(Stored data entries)
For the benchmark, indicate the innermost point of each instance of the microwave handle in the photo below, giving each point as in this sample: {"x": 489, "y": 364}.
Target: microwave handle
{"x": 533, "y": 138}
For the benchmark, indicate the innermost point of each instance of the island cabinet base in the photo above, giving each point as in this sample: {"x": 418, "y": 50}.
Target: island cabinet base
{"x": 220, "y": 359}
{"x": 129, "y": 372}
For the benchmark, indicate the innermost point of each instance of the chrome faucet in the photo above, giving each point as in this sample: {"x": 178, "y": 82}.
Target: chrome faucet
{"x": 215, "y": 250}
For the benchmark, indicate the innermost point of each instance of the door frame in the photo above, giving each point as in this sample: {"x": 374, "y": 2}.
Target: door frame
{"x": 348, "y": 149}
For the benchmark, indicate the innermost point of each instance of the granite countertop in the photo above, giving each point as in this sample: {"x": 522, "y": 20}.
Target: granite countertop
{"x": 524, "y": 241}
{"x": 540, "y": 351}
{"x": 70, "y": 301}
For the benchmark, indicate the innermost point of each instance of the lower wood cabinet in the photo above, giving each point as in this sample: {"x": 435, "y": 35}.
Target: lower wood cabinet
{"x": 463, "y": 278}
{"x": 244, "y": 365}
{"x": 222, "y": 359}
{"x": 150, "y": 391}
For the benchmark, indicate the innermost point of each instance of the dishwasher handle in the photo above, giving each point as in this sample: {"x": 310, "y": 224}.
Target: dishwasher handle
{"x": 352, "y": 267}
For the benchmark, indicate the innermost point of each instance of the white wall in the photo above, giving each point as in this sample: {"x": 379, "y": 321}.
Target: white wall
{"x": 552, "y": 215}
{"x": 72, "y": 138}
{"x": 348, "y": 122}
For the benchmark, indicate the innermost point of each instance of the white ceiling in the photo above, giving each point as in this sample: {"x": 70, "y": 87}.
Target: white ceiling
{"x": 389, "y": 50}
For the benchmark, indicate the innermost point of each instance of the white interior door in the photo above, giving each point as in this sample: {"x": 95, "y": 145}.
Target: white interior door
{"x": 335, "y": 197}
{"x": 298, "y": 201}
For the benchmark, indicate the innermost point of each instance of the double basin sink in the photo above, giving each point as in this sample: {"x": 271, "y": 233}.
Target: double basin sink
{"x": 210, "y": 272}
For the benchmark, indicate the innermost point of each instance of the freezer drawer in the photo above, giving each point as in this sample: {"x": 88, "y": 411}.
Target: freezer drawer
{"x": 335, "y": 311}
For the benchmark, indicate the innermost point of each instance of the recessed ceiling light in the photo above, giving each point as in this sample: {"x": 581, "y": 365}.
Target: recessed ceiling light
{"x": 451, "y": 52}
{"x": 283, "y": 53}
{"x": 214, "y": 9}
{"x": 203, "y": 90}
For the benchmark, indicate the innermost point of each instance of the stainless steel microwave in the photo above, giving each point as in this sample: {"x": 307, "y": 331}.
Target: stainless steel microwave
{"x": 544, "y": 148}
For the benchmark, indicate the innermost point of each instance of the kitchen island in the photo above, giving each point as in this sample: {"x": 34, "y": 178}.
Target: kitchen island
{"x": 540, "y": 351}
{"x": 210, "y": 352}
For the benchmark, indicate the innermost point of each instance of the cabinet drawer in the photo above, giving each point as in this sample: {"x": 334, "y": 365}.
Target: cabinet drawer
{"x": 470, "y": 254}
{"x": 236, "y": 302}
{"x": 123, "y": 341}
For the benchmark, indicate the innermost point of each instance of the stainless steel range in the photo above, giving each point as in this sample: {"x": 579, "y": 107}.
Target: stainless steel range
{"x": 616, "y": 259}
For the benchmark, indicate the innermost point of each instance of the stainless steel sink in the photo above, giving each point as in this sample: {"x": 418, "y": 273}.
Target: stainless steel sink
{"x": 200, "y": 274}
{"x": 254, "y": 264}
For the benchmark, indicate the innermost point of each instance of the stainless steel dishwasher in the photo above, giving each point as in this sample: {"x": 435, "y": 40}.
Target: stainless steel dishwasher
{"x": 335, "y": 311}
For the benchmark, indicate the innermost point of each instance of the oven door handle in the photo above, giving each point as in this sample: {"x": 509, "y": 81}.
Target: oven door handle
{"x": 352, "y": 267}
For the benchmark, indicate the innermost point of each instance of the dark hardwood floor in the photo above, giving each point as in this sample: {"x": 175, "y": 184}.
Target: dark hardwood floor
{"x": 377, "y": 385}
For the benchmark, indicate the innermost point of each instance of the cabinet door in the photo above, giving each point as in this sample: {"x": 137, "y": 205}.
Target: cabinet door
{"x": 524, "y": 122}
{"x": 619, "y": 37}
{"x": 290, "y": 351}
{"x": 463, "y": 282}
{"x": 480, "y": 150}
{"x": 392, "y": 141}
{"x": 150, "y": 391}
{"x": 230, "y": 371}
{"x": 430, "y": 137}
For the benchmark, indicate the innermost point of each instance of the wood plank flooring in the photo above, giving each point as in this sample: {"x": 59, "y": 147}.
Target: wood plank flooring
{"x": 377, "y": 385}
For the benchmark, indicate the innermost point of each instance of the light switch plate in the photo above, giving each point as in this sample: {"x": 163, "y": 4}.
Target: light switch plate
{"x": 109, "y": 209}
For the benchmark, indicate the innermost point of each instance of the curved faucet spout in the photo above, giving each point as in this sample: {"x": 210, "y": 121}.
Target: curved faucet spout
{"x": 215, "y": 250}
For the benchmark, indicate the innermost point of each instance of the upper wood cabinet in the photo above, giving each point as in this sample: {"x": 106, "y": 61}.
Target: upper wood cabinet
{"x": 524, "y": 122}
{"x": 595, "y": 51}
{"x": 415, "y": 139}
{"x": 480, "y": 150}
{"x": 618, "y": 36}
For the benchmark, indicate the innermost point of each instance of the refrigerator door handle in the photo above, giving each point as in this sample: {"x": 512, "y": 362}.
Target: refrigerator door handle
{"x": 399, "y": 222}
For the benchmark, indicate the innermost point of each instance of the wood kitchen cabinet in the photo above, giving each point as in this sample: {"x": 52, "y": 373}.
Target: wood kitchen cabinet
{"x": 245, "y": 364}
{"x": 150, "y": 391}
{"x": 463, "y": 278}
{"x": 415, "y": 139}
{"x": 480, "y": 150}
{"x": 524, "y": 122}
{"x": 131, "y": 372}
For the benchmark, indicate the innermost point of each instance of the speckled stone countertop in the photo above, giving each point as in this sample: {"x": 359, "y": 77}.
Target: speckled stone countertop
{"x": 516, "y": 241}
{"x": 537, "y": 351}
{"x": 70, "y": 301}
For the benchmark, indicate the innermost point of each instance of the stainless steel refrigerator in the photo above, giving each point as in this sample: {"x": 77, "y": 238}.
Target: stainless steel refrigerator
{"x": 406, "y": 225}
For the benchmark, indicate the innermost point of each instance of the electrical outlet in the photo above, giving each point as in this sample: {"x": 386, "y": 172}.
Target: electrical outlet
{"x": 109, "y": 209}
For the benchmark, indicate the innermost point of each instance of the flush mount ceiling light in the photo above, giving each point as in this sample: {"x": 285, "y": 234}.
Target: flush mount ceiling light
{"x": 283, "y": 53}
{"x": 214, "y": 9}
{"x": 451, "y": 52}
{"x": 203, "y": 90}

* EXERCISE DIRECTIONS: Copy these records line for line, with no changes.

* ANSWER TO THE PROBLEM:
For the benchmark, indicate the innermost point of each instance of the microwave handle in the photo below, giving each point as in this sample: {"x": 489, "y": 364}.
Target: microwave handle
{"x": 533, "y": 138}
For the benchmark, indicate the innermost point of each instance of the island cabinet base in the photo above, giving each point as in this sample: {"x": 418, "y": 50}.
Target: island cabinet base
{"x": 220, "y": 359}
{"x": 129, "y": 372}
For the benchmark, indicate the innermost point of each instance of the chrome faucet in the photo above, giving each point as in this sample: {"x": 178, "y": 82}.
Target: chrome faucet
{"x": 215, "y": 250}
For the benchmark, indicate the innermost point of each instance of the door frame in the photo above, giving each point as in this sample: {"x": 374, "y": 2}.
Target: door frame
{"x": 348, "y": 149}
For the benchmark, indicate the innermost point of each instance of the granite countertop in the photo above, giving each point as in this sample: {"x": 522, "y": 20}.
Target: granite countertop
{"x": 524, "y": 241}
{"x": 540, "y": 351}
{"x": 70, "y": 301}
For the benchmark, indicate the innermost point of each instance of the lower wood cabinet in the photo above, giving each point as in this sample: {"x": 435, "y": 35}.
Target: lower wood cabinet
{"x": 463, "y": 278}
{"x": 244, "y": 365}
{"x": 222, "y": 359}
{"x": 150, "y": 391}
For the benchmark, indicate the innermost point of each instance of the dishwasher handle in the photo above, giving each point as in this sample: {"x": 310, "y": 224}.
Target: dishwasher handle
{"x": 352, "y": 267}
For the benchmark, indicate the innermost point of each instance of the white wall in the photo above, giving each point as in this sample: {"x": 379, "y": 321}.
Target: white wall
{"x": 552, "y": 215}
{"x": 72, "y": 138}
{"x": 348, "y": 122}
For the benchmark, indicate the innermost point of each instance of the white ceiling in the photo above, giving each point as in this sample: {"x": 70, "y": 87}.
Target: white ceiling
{"x": 389, "y": 50}
For the benchmark, indicate the innermost point of each instance of the white interior door in the photo above, giving each point as in this sample: {"x": 95, "y": 145}.
Target: white interior door
{"x": 335, "y": 197}
{"x": 298, "y": 201}
For the benchmark, indicate the innermost point of each instance of the double basin sink in the photo above, giving each point as in this sample: {"x": 271, "y": 233}.
Target: double basin sink
{"x": 210, "y": 272}
For the benchmark, indicate the innermost point of each instance of the freezer drawer in the photo above, giving each point as in this sample: {"x": 88, "y": 411}.
Target: freezer drawer
{"x": 335, "y": 311}
For the benchmark, indicate the innermost point of each instance of the recessed ceiling light in the photo above, giving each point as in this sample: {"x": 581, "y": 365}.
Target: recessed ceiling light
{"x": 451, "y": 52}
{"x": 283, "y": 53}
{"x": 214, "y": 9}
{"x": 203, "y": 90}
For the benchmark, indicate the innermost point of each instance of the stainless steel microwave in the photo above, giving each point as in this sample: {"x": 307, "y": 331}.
Target: stainless steel microwave
{"x": 544, "y": 148}
For the benchmark, indicate the innermost point of each instance of the kitchen island in the photo above, giving each point as in this sample: {"x": 34, "y": 178}.
Target: kitchen island
{"x": 540, "y": 351}
{"x": 210, "y": 352}
For the benchmark, indicate the innermost point of each instance of the cabinet drawer in the photo above, giving each point as in this sample: {"x": 334, "y": 365}.
Target: cabinet drawer
{"x": 470, "y": 254}
{"x": 236, "y": 302}
{"x": 123, "y": 341}
For the benchmark, indicate the innermost point of each instance of the stainless steel range in the photo above, giving each point as in this sample: {"x": 579, "y": 107}.
Target: stainless steel range
{"x": 616, "y": 259}
For the benchmark, indicate the innermost point of each instance of the stainless steel sink in the photo above, giving each point as in this sample: {"x": 418, "y": 273}.
Target: stainless steel sink
{"x": 200, "y": 274}
{"x": 254, "y": 264}
For the benchmark, indicate the innermost point of each instance of the stainless steel dishwasher in the photo above, giving each point as in this sample: {"x": 435, "y": 40}.
Target: stainless steel dishwasher
{"x": 335, "y": 311}
For the benchmark, indicate the innermost point of each instance of the oven door handle in the photo above, giving each point as in this sample: {"x": 509, "y": 81}.
Target: oven door handle
{"x": 352, "y": 267}
For the benchmark, indicate the innermost point of each instance of the dark hardwood floor in the photo above, giving each point as in this sample: {"x": 175, "y": 184}.
Target: dark hardwood floor
{"x": 377, "y": 385}
For the benchmark, indicate the innermost point of each instance of the cabinet door in the photo above, giving each point as in this sample: {"x": 137, "y": 205}.
Target: cabinet door
{"x": 524, "y": 122}
{"x": 619, "y": 37}
{"x": 290, "y": 351}
{"x": 463, "y": 282}
{"x": 480, "y": 150}
{"x": 392, "y": 141}
{"x": 150, "y": 391}
{"x": 230, "y": 371}
{"x": 430, "y": 137}
For the benchmark, indicate the innermost point of each instance of the wood plank flooring in the photo above, giving each point as in this sample: {"x": 59, "y": 147}.
Target: wood plank flooring
{"x": 377, "y": 385}
For the benchmark, indicate the innermost point of each instance of the light switch plate in the photo above, giving each point as in this sample: {"x": 163, "y": 4}.
Target: light switch plate
{"x": 109, "y": 209}
For the benchmark, indicate the innermost point of each instance of the curved faucet spout in the photo above, giving each point as in this sample: {"x": 210, "y": 121}.
Target: curved faucet spout
{"x": 215, "y": 250}
For the benchmark, indicate the innermost point of each instance of the upper wood cabinet in the photo above, giving each point as in this sample: {"x": 106, "y": 61}.
Target: upper wood cabinet
{"x": 524, "y": 122}
{"x": 595, "y": 51}
{"x": 415, "y": 139}
{"x": 480, "y": 150}
{"x": 618, "y": 36}
For the benchmark, indicate the innermost point of each instance of the refrigerator door handle in the photo above, giving each point as in this sample: {"x": 512, "y": 362}.
Target: refrigerator door handle
{"x": 399, "y": 222}
For the benchmark, indicate the innermost point of each instance of the wood kitchen cabinet in the photo above, giving each point as in this sample: {"x": 52, "y": 373}.
Target: wood kitchen cabinet
{"x": 245, "y": 364}
{"x": 150, "y": 391}
{"x": 463, "y": 278}
{"x": 415, "y": 139}
{"x": 480, "y": 150}
{"x": 524, "y": 122}
{"x": 131, "y": 372}
For the benchmark, indicate the innermost point of each instance of the speckled stone countertop in the photo above, giving each point as in this sample: {"x": 359, "y": 77}.
Target: speckled stone countertop
{"x": 516, "y": 241}
{"x": 537, "y": 351}
{"x": 70, "y": 301}
For the benchmark, indicate the innermost point of each instance of the stainless steel refrigerator in the photo above, giving each point as in this sample: {"x": 77, "y": 238}.
Target: stainless steel refrigerator
{"x": 406, "y": 225}
For the benchmark, indicate the innermost point of each instance of the electrical outlet in the photo above, giving each point as in this sample: {"x": 386, "y": 172}.
Target: electrical outlet
{"x": 109, "y": 209}
For the benchmark, indicate the innermost point of each instance of the flush mount ceiling light in the photo above, giving each point as in this sample: {"x": 285, "y": 234}.
Target: flush mount ceiling light
{"x": 283, "y": 53}
{"x": 214, "y": 9}
{"x": 451, "y": 52}
{"x": 203, "y": 90}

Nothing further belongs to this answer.